Directions: Word for word, copy every line of the data.

[Opening Source material section]

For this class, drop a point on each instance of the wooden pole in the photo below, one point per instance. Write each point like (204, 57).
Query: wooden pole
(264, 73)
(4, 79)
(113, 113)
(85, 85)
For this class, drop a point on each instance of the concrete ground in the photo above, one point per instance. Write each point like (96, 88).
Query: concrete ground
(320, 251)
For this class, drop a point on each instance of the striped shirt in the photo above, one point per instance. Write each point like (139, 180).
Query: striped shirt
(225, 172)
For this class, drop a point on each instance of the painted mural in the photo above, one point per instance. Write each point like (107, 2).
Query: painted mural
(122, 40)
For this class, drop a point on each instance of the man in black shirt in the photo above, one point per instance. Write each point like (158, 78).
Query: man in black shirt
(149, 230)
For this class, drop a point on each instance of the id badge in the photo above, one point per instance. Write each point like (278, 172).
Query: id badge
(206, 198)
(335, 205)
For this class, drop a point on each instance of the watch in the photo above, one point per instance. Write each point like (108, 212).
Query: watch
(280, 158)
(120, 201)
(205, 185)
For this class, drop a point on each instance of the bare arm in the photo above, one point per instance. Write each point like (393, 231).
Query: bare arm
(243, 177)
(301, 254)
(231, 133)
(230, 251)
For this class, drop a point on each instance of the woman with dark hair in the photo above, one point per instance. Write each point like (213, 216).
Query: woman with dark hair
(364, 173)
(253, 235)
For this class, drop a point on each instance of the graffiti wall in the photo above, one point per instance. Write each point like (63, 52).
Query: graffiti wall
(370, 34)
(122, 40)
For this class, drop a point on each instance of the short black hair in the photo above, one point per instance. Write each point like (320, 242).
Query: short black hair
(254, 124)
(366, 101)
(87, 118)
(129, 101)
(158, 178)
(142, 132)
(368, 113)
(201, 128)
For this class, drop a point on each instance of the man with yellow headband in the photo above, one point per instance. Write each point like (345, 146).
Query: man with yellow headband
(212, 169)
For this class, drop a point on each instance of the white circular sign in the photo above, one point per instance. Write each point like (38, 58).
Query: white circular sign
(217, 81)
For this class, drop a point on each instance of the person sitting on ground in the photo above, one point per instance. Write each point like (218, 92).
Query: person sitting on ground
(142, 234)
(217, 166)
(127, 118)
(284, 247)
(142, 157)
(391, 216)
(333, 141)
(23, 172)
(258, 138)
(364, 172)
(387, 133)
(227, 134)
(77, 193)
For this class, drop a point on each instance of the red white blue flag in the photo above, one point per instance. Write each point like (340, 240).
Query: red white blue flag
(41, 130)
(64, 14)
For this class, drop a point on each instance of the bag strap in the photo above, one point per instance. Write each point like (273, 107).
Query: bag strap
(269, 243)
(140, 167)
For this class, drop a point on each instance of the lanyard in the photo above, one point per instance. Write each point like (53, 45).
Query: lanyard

[Closing Source material section]

Result for this exercise:
For this class, drop a point on each instance of the wooden pole in the photo below, one point per instance. Write each point like (204, 57).
Query: wooden pole
(264, 73)
(4, 79)
(113, 113)
(85, 85)
For this class, drop a point on each instance of the concrete ground in the photo above, one point per instance. Write each point like (96, 88).
Query: concrete ground
(320, 251)
For this class, drop a point on each instance of the striped shirt in the photo above, one point per instance. Write each point like (139, 180).
Query: striped shirt
(225, 172)
For this class, drop a point on each instance of the painted mural in the photo above, one point per instance. Write each point like (107, 2).
Query: painted mural
(122, 40)
For this class, drop a point on each instance of the man in black shirt in the photo above, one point per instance. Write each point like (158, 78).
Query: man in black shirt
(149, 230)
For this class, drop a point on each instance of the id badge in the photo above, one point per instance. Write each point like (278, 172).
Query: id badge
(206, 198)
(335, 205)
For this class, drop a point on each instance of the watch in the photo above, one point per instance. Write each point like (108, 212).
Query: watch
(280, 158)
(120, 201)
(205, 185)
For this class, drop a point on each instance of the bare arm in the photo above, one point per instance. Write each point like (393, 231).
Query: bare arm
(243, 177)
(301, 254)
(231, 133)
(230, 251)
For this class, drop a point on each instance of the woman with dark hair in the photo above, one point per instance. Write each point like (213, 216).
Query: woman with dark hair
(364, 173)
(253, 235)
For this class, drop a point on each instance of the graffiti wall in the photo above, one point per instance. Write each point like (63, 52).
Query: graffiti wall
(370, 34)
(122, 40)
For this class, drop a point on each instance of the short black hair in the photo above, one point per instance. Write each point like (320, 242).
Query: short black hair
(254, 124)
(366, 101)
(87, 118)
(129, 101)
(158, 178)
(142, 132)
(368, 113)
(201, 128)
For this class, drop a point on each instance of the man with yellow headband in the photo above, one point per instance. Write each point like (345, 146).
Query: man with yellow headband
(212, 169)
For this class, drop a point on each instance of the white circular sign in the photo above, one point per instance. Write each point like (38, 58).
Query: white circular sign
(217, 81)
For this class, drop a point on each instance of the person sitting on ground in the photo above, one point per instance. Write each point like (218, 92).
Query: person sitting on ground
(142, 234)
(217, 166)
(127, 118)
(284, 247)
(142, 157)
(391, 216)
(333, 141)
(23, 172)
(258, 138)
(364, 172)
(387, 133)
(227, 134)
(77, 193)
For this class, drop a point on each instance of the red white blue flag in the photo above, one point per instance. Write each point like (340, 240).
Query: red white blue flag
(41, 130)
(64, 14)
For this class, drop a point on each instance of the bag strap in the photo above, one point per instance. Write each point like (273, 107).
Query: bag strap
(269, 243)
(140, 167)
For this class, drop a point on each instance of the lanyard in the photo above, one point per instance. Write each point like (53, 45).
Query: lanyard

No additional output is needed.